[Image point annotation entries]

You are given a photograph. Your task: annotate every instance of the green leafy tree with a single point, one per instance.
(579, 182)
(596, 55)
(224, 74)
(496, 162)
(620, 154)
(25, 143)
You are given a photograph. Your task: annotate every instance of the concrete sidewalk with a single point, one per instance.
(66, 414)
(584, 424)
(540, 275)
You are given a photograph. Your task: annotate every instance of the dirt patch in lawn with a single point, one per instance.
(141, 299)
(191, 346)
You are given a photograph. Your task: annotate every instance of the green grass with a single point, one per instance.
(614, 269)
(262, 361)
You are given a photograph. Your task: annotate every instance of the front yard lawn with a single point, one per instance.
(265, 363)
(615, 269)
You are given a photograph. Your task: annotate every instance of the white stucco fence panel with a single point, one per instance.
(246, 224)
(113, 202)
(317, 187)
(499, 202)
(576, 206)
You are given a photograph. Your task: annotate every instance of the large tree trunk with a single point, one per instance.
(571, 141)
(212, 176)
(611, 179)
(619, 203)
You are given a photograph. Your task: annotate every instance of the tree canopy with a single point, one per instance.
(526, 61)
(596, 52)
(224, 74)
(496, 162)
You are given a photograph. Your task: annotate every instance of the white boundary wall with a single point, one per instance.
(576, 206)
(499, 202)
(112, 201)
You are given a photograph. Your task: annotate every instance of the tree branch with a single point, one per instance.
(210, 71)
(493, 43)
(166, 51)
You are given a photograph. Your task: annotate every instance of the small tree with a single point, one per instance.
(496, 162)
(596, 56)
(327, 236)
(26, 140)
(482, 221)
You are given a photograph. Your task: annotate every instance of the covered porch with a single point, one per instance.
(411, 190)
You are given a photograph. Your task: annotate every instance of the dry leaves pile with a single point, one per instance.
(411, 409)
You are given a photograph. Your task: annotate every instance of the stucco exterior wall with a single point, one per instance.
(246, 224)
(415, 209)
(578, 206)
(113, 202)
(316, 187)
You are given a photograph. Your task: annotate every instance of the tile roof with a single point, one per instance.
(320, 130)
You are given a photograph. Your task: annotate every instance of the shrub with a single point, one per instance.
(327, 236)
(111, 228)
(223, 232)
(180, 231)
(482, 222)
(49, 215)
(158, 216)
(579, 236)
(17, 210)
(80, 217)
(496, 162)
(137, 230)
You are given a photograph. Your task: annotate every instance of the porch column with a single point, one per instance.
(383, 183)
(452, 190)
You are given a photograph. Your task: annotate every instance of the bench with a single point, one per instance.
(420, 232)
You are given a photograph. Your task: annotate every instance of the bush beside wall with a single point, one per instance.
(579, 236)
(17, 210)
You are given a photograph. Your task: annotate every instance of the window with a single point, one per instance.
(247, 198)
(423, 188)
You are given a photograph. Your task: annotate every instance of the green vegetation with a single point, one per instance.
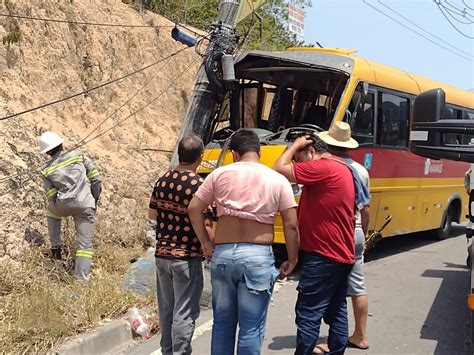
(268, 33)
(41, 305)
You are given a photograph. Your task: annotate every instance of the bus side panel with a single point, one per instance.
(414, 190)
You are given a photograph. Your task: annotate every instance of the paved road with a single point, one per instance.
(417, 289)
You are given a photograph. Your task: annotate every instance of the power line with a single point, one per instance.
(129, 99)
(458, 11)
(32, 18)
(123, 25)
(470, 8)
(109, 82)
(451, 23)
(172, 83)
(452, 14)
(424, 30)
(418, 33)
(84, 142)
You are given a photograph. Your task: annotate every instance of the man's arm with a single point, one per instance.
(195, 212)
(292, 240)
(49, 190)
(283, 164)
(94, 178)
(365, 217)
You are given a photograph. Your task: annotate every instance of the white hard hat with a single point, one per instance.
(49, 140)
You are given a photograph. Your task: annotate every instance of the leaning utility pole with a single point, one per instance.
(222, 40)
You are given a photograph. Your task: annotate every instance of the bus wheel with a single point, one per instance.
(445, 230)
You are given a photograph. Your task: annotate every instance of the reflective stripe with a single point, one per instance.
(51, 192)
(51, 215)
(85, 253)
(52, 169)
(93, 173)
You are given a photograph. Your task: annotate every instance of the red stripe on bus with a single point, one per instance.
(387, 163)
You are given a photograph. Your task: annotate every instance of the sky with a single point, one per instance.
(353, 24)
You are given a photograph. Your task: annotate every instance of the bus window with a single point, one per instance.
(393, 120)
(468, 115)
(362, 123)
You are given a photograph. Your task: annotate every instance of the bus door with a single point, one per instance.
(379, 120)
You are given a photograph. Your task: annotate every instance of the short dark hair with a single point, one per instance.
(190, 148)
(318, 144)
(245, 141)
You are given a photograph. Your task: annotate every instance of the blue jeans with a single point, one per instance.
(242, 278)
(322, 292)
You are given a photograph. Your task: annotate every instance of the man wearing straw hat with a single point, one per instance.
(339, 142)
(326, 215)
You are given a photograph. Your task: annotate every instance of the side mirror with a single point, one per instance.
(365, 88)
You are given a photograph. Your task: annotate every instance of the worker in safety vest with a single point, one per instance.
(72, 186)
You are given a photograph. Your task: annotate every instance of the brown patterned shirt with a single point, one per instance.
(175, 236)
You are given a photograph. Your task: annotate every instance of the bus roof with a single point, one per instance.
(392, 78)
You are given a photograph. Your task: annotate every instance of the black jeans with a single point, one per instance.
(322, 293)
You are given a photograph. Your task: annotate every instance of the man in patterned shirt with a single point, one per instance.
(178, 251)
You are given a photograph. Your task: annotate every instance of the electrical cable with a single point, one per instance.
(458, 11)
(106, 83)
(84, 140)
(470, 8)
(33, 18)
(418, 33)
(424, 30)
(454, 13)
(129, 99)
(452, 24)
(173, 82)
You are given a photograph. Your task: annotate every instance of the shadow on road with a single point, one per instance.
(447, 320)
(398, 244)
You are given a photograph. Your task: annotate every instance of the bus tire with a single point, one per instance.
(446, 227)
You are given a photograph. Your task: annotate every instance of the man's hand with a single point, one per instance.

Task statement: Reproduce the full listing faithfully, but do not carry over any pictures.

The completed task:
You are given a photograph. Your task: annotate every instance of the green leafy tree with a single point, one per instance.
(579, 182)
(596, 55)
(224, 74)
(496, 162)
(620, 154)
(25, 143)
You are given a photograph. Your task: annotate every instance of the concrete sidewalk with a single point, one per instance.
(66, 414)
(584, 424)
(540, 275)
You are given a photograph. Your task: annotate every instance of the dirt patch in lawn with a single point, one per instance.
(141, 299)
(191, 346)
You are given a photograph. Your task: annotate every instance of the green grass with a single point, one per instance.
(614, 269)
(262, 361)
You are given a photograph. Your task: annotate every instance of the front yard lawn with a single point, one per instance.
(265, 363)
(615, 269)
You are given a photograph. Your task: annotate every instance of the white stucco fence panel with a single point, one per instance.
(246, 224)
(113, 202)
(317, 187)
(499, 202)
(576, 206)
You are given a photograph. Your task: annotate every instance of the large tree trunk with a single point, one per instance.
(571, 141)
(212, 176)
(611, 179)
(619, 203)
You are given a photograph. Your task: annotate every instance of the tree canopy with a single point, one per instance.
(526, 61)
(596, 52)
(224, 74)
(496, 162)
You are given a photograph. Your task: annotate every instance of the white boundary wall with a single point, one per instance.
(576, 206)
(499, 202)
(112, 201)
You are given a photograph. Your task: annotate every instance of the tree branch with a single point, one per instance.
(210, 71)
(493, 43)
(166, 51)
You are given a photograph. Your task: annotate every instance of the small tree with a single point, one per instance.
(496, 162)
(596, 56)
(327, 236)
(26, 140)
(482, 221)
You are given a photograph. Your task: annotate every instance of the covered porch with a single point, one per instance.
(411, 190)
You are given a photograph. Your task: annotate every instance of the dry leaves pile with a single point, one per instance.
(411, 409)
You are given a photograph. Your task: annotate every instance of the stucco exterior wall with a single point, one per instance.
(246, 224)
(415, 209)
(578, 206)
(113, 202)
(316, 187)
You are given a photograph. Your task: annotate every instance of the tile roof with a single point, one per instance.
(320, 130)
You are given a photograph. Your task: annotate every instance of the shrub with a single point, one per instance.
(327, 236)
(111, 228)
(223, 232)
(180, 231)
(482, 222)
(49, 215)
(158, 216)
(579, 236)
(17, 210)
(80, 217)
(496, 162)
(137, 230)
You are given a photograph. Your task: annotate every instance of the porch column with a single point, one per instance.
(383, 183)
(452, 190)
You are given a photograph. Your task: annotate every instance of the bench with a single point, one per instance.
(420, 232)
You are given a photograph. Your task: annotate every instance of the bush beside wall with a single point, one per instance.
(579, 236)
(17, 210)
You are given a photograph. Your task: annotate every instance of the window with a single point, one per instance.
(247, 198)
(423, 188)
You are given a photograph. Your task: annotate every instance of the green vegetation with a single point, one per instance.
(268, 33)
(41, 305)
You are given a photograph. Your task: annotate every instance of the bus side panel with a single point, one per instance.
(414, 190)
You are given a photograph. Your task: annotate every instance of the paved road with a single point, one per instance.
(417, 289)
You are given a photograph. Your task: annotate every instance of the power line with a single point, one per instance.
(129, 99)
(458, 11)
(32, 18)
(123, 25)
(470, 8)
(109, 82)
(451, 23)
(172, 83)
(452, 14)
(424, 30)
(418, 33)
(84, 142)
You are given a photograph. Your task: annotate every instance of the man's arm with a single point, one per instance.
(195, 212)
(292, 240)
(49, 190)
(283, 164)
(94, 178)
(365, 217)
You are given a photograph. Your task: annotate every instance of the white hard hat with a single point, one per instance.
(49, 140)
You are given a photograph. Your task: annotate every instance of the leaning utility pole with a single point, one per instance.
(222, 40)
You are given a photograph. Your task: annotate every instance of the bus wheel with a single point, one per instance.
(445, 230)
You are given a photograph. Your task: annotate every instance of the reflective stripe with a single point, one per instance.
(51, 192)
(51, 215)
(85, 253)
(52, 169)
(93, 173)
You are given a photograph. Your task: annotate every instance of the red stripe on bus with a single point, one per instance.
(387, 163)
You are given a photograph. Your task: annotate every instance of the sky with a single point, one per instance.
(353, 24)
You are given a photograph. Your task: annotate every instance of the bus window with a single point, one per instance.
(393, 120)
(468, 115)
(362, 123)
You are given a photograph. Your task: annotate every instance of the bus door with a single point, one per instance.
(379, 120)
You are given a photograph. Your task: annotate every instance of the short dark hair with a single point, one per instance.
(190, 148)
(318, 144)
(245, 141)
You are given a photograph. Your task: annotate every instance of the blue jeans with a single point, one per instance.
(242, 278)
(322, 292)
You are given a photograph. Your task: annotate every instance of the man wearing straw hat with a single point, one per instance.
(339, 142)
(326, 215)
You are given a photograph. Your task: annotate every instance of the side mirror with a single point, one per instance.
(365, 88)
You are given a photograph. Your task: annotate every instance of the worker in safety vest with a single point, one per instance.
(72, 186)
You are given a photograph. Your task: annotate every instance of the brown patterned shirt with a single point, one per instance.
(175, 236)
You are given a photograph. Your task: annotate every instance of the bus roof with a single point, one per instance.
(392, 78)
You are given a photograph. Your task: annotate every instance of the black jeans with a single point, one per instance.
(322, 293)
You are given a photograph. Your task: annotate every instance of the man in patterned shirt with a single point, one per instance.
(178, 251)
You are given a photograph. Your task: annotate every instance of the electrical cable with a single point, one per instance.
(458, 11)
(106, 83)
(84, 140)
(470, 8)
(33, 18)
(418, 33)
(424, 30)
(454, 13)
(129, 99)
(452, 24)
(173, 82)
You are given a photograph. Your task: annotate every instance of the shadow on road with a single point, one per instance.
(447, 320)
(398, 244)
You are given a photograph. Your task: annotate every instance of the bus tire with a single point, one per instance.
(446, 227)
You are given a photograph. Your task: annotate every instance of the man's hand with a single point, one per instance.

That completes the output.